> _SOURCE PASSAGE_:
======

2026-02-06: Hot-Path Staleness Root-Cause Investigation

Plan Version: v1.4 Status: In Progress (Phases 0-2 implemented in repo; 2026 annual output topology conversion completed on production) Scope: Determine and mitigate underlying causes of recurring hot-path stale mount events (Errno 107). Batched items: #6

Current Operator Decision (as of 2026-05-06)

After the 2026 annual crawl became idle and all annual jobs were indexed, the operator converted the 2026 annual job output dirs from direct per-job sshfs mounts to hot paths rooted in the single Storage Box mount.

Verification evidence:

scripts/vps-annual-output-tiering.py --apply --year 2026 mounted jobs 6, 7, and 8.
/proc/self/mountinfo showed one base Storage Box sshfs mount at /srv/healtharchive/storagebox and hot annual mount roots under /jobs/....
Hot and cold annual paths had matching device/inode identity.
Annual status remained indexed=3 and readyForSearch=true.
Replay smoke returned 200 for HC, PHAC, and CIHR after replay restart.

Current observations (as of 2026-05-06)

The 2026 annual job output dirs are no longer independent per-job sshfs mounts.
On sshfs-backed bind mounts, findmnt may still display fuse.sshfs and omit an obvious bind option. Use mountinfo root and hot/cold identity checks, or the updated scripts/vps-annual-output-tiering.py, to distinguish the intended topology from direct remote submounts.
Deploy-lock suppression was observed and cleared:
A stale /tmp/healtharchive-deploy.lock existed and caused apply-mode watchdogs to skip.
The lock file was removed; metrics now show deploy lock inactive.

Implementation Progress

Phase 0: Implemented in repository (hypothesis matrix + evidence criteria).
Phase 1: Implemented in repository (operator evidence capture script + playbook integration).

======

> _COLLECTED MATERIAL_:
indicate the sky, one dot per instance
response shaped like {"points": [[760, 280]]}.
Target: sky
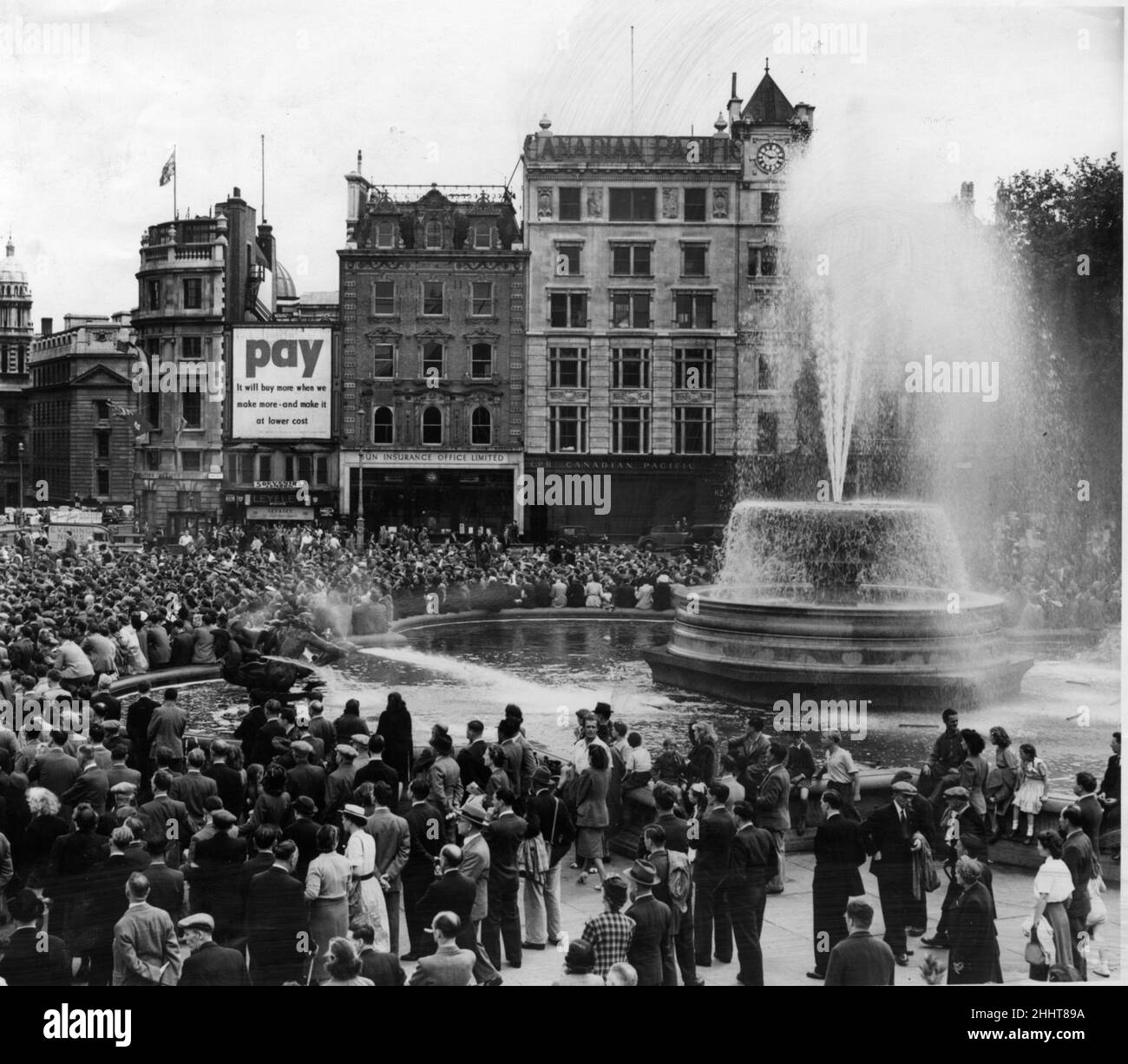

======

> _EXERCISE TASK_: Reproduce the hot-path staleness investigation plan word for word, from its title through the Phase 1 entry.

> _REPLY TO THE TASK_:
2026-02-06: Hot-Path Staleness Root-Cause Investigation

Plan Version: v1.4 Status: In Progress (Phases 0-2 implemented in repo; 2026 annual output topology conversion completed on production) Scope: Determine and mitigate underlying causes of recurring hot-path stale mount events (Errno 107). Batched items: #6

Current Operator Decision (as of 2026-05-06)

After the 2026 annual crawl became idle and all annual jobs were indexed, the operator converted the 2026 annual job output dirs from direct per-job sshfs mounts to hot paths rooted in the single Storage Box mount.

Verification evidence:

scripts/vps-annual-output-tiering.py --apply --year 2026 mounted jobs 6, 7, and 8.
/proc/self/mountinfo showed one base Storage Box sshfs mount at /srv/healtharchive/storagebox and hot annual mount roots under /jobs/....
Hot and cold annual paths had matching device/inode identity.
Annual status remained indexed=3 and readyForSearch=true.
Replay smoke returned 200 for HC, PHAC, and CIHR after replay restart.

Current observations (as of 2026-05-06)

The 2026 annual job output dirs are no longer independent per-job sshfs mounts.
On sshfs-backed bind mounts, findmnt may still display fuse.sshfs and omit an obvious bind option. Use mountinfo root and hot/cold identity checks, or the updated scripts/vps-annual-output-tiering.py, to distinguish the intended topology from direct remote submounts.
Deploy-lock suppression was observed and cleared:
A stale /tmp/healtharchive-deploy.lock existed and caused apply-mode watchdogs to skip.
The lock file was removed; metrics now show deploy lock inactive.

Implementation Progress

Phase 0: Implemented in repository (hypothesis matrix + evidence criteria).
Phase 1: Implemented in repository (operator evidence capture script + playbook integration).